_TASK DIRECTIONS_. Could you output the whole listing exactly as it stands, minus any images?

(EXERCISE MATERIAL Opens)

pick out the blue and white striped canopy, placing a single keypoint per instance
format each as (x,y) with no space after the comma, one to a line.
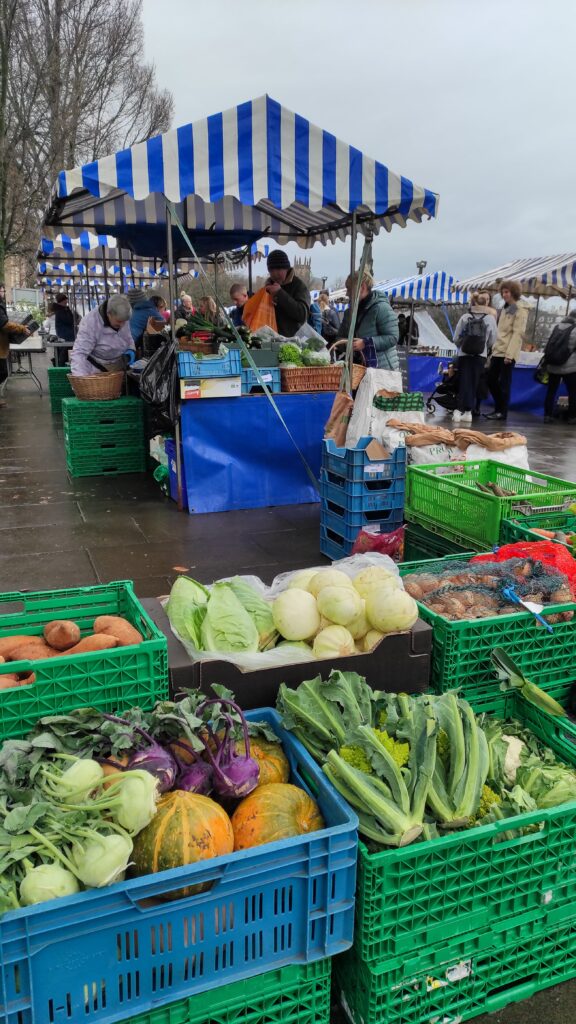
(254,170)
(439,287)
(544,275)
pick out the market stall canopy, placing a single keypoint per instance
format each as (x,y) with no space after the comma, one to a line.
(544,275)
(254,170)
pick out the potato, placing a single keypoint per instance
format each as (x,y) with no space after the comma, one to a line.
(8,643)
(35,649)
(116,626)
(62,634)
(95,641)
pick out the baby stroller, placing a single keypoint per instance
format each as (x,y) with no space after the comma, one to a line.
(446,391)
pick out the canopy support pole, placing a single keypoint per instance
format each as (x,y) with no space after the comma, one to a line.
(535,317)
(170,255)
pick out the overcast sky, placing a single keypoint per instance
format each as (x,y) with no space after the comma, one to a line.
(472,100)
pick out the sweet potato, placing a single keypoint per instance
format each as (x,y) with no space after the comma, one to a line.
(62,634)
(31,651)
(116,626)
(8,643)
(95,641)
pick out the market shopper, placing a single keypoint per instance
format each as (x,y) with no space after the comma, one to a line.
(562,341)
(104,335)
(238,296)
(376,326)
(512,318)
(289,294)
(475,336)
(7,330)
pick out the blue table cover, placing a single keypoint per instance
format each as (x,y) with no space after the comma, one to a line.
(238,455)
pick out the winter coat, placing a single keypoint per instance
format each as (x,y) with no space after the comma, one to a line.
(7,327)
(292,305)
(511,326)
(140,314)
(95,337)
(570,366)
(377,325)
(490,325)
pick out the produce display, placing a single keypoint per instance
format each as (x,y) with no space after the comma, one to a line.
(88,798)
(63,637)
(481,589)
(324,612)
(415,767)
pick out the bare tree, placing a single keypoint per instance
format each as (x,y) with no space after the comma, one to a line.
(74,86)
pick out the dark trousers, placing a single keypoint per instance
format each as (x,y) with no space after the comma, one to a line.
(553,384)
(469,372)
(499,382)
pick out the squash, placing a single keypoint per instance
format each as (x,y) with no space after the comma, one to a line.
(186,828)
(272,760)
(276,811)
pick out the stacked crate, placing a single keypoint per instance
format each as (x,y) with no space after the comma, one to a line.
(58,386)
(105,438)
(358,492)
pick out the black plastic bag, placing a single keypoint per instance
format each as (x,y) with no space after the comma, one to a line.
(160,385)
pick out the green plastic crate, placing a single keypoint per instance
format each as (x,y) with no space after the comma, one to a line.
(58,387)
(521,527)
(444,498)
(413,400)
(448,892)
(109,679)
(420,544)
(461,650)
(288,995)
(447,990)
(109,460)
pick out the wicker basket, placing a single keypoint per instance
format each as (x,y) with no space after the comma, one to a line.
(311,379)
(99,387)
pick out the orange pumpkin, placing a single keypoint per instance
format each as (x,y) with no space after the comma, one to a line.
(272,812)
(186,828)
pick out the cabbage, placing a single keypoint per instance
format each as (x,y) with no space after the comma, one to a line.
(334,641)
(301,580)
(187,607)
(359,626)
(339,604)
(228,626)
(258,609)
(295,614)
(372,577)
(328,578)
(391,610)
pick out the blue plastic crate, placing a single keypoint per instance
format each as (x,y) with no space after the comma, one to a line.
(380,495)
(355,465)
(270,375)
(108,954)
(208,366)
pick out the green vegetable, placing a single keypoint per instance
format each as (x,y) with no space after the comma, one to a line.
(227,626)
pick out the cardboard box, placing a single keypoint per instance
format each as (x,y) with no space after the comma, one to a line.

(EXERCISE MATERIAL Closes)

_YOUR SOLUTION_.
pick out the blue and white striped canopy, placing a single keypoint per instance
format each as (x,y) with no space after the comma, one to a line.
(254,170)
(439,287)
(544,275)
pick out the market stall canopy, placing a single keypoint per instance
format each as (x,y) with no space after the comma, one to a line.
(544,275)
(254,170)
pick out the potato, placing a single keypoint per instance
format each as (x,y) with no space after the comma, one to a line.
(8,643)
(35,649)
(116,626)
(62,634)
(95,641)
pick out the baby stroller, placing a single keypoint per instance
format each as (x,y) with no space after the comma, one to a line.
(446,391)
pick out the canopy support pole, placing a single keypoint per instance
format each as (x,y) with no space after the comma, one to a line.
(535,317)
(170,255)
pick out the overcast sky, placing a single keypoint per instance
format each as (x,y) with no space after the comma, one to a line.
(472,100)
pick out the sweet potato, placing a single keypoint per instance
format each as (x,y) with no space after the comma, one to a line.
(62,634)
(31,651)
(116,626)
(8,643)
(95,641)
pick out the market shopper, placing a single keypoint per instance
format each as (x,y) with no space after the comma, one to a line.
(562,341)
(104,335)
(238,296)
(376,326)
(512,318)
(289,294)
(475,336)
(7,330)
pick out the blue table cover, placing a single keypoint per instance
format each as (x,y) with no space after the comma, one to a line.
(238,455)
pick out the winter coat, placing a single keypoint per instance
format each as (x,y) with no space after the comma, one to a line.
(7,327)
(292,305)
(511,326)
(140,314)
(95,337)
(570,366)
(377,325)
(490,325)
pick out the produce display, placing a single keypoint per instance
format each as (x,y) with no space after the comma, one to a line.
(88,798)
(63,637)
(481,589)
(324,612)
(415,767)
pick out the bare tree, placing a single keypoint per instance
format each as (x,y) with no space after the comma, one to a line.
(74,86)
pick out the dark trousers, placing a single keypoint per instance
format each as (x,y) with no space after the comma, one to a line.
(553,384)
(469,372)
(499,382)
pick out the squash, placing a single keypoint per instance
format each as (x,y) with no space after the comma, one to a line.
(186,828)
(272,760)
(276,811)
pick out the stacked crate, placing a single keypoint per instance
format each as (x,y) with no space after the comma, one to a line.
(58,386)
(105,438)
(358,492)
pick out the black plastic bag, placing a single keypoint per instance
format each as (x,y) with no space after the comma, one to a line.
(160,385)
pick out the green plastic crate, placing a single keypoint per instance
format each as (x,y) with no space after the comma, one to a line.
(58,387)
(521,527)
(444,498)
(413,400)
(448,892)
(109,679)
(420,544)
(461,650)
(288,995)
(447,990)
(109,460)
pick out the wicker basket, placing a single keypoint per instance
format each as (x,y) with no space after the comma, one to a line.
(311,379)
(99,387)
pick out the orange pumpkin, placing a single keypoint per instance
format each as (x,y) with no space after the comma, one to a line.
(272,812)
(186,828)
pick out the cabbage, placing a single keypoint per instance
format each as (x,y) with no space after the comma, one to a line.
(334,641)
(301,580)
(187,607)
(359,626)
(339,604)
(228,626)
(258,609)
(295,614)
(372,577)
(328,578)
(391,610)
pick out the blue plastic crate, placing a single keypoint per instance
format each as (x,y) with no space after the comma, one to a line.
(380,495)
(355,465)
(270,375)
(108,954)
(208,366)
pick out the green vegetable, placing a single keypoint per instance
format each as (x,y) with no space after the comma, one to a line.
(227,626)
pick out the cardboard box, placing a single keypoint per instance
format each as (x,y) with no space after the comma, one to a line.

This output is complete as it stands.